>> begin
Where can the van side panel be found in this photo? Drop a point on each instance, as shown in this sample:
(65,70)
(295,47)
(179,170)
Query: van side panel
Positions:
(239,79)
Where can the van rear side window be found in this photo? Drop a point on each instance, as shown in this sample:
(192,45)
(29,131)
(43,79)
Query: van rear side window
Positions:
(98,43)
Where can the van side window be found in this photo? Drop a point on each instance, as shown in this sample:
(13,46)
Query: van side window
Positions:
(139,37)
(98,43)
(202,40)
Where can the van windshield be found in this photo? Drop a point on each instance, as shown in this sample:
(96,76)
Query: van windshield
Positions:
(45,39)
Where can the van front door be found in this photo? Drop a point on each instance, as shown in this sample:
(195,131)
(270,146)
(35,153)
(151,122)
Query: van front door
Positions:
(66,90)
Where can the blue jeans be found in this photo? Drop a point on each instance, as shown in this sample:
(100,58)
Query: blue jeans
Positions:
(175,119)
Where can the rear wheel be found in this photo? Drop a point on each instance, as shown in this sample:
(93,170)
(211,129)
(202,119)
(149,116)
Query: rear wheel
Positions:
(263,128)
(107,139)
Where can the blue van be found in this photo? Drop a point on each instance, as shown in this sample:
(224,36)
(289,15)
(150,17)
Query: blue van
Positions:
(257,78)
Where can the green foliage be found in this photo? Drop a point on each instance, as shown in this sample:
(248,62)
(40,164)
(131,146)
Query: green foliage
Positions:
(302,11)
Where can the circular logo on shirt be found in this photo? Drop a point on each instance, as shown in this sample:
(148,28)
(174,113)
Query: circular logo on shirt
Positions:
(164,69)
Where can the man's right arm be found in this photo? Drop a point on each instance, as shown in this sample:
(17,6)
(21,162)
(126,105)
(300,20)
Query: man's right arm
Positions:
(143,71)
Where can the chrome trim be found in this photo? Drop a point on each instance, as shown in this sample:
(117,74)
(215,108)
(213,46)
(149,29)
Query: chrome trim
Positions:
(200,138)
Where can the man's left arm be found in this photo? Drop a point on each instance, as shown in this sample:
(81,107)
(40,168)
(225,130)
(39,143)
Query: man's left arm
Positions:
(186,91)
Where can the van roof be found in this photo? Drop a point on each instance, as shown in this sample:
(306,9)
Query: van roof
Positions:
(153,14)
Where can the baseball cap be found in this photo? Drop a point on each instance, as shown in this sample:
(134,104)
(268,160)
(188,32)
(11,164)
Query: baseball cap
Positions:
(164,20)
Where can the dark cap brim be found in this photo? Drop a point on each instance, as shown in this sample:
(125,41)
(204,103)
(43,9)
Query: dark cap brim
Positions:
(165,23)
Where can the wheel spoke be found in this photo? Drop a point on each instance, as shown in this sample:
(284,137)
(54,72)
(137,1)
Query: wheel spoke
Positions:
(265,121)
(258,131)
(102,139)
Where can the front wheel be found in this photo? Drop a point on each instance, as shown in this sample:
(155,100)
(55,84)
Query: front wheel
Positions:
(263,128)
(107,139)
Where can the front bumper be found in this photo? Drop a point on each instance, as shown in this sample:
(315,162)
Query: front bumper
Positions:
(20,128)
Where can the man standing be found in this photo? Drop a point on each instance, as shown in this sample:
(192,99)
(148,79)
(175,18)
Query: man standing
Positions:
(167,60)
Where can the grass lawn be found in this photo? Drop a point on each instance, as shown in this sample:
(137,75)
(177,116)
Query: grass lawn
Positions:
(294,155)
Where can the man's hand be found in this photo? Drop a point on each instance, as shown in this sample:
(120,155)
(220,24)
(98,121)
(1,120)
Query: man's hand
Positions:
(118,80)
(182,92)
>> end
**To do**
Copy out word for word the lines above, beginning with the line containing "Where can the man standing" and continuing through the last line of the records.

**Output**
Where can the man standing be found in this photo? Drop a point on each instance, as shown in this sample:
(192,99)
(148,79)
(175,18)
Query: man standing
Positions:
(167,60)
Where can the grass lawn be found in this photo? Drop a point on each instance, as shown in this sample:
(137,75)
(177,116)
Query: grass lawn
Positions:
(294,155)
Where can the man's hand be found in this photo? Drop a point on each instance, as shown in this sample:
(120,155)
(220,24)
(98,121)
(1,120)
Query: man's hand
Positions:
(118,80)
(182,92)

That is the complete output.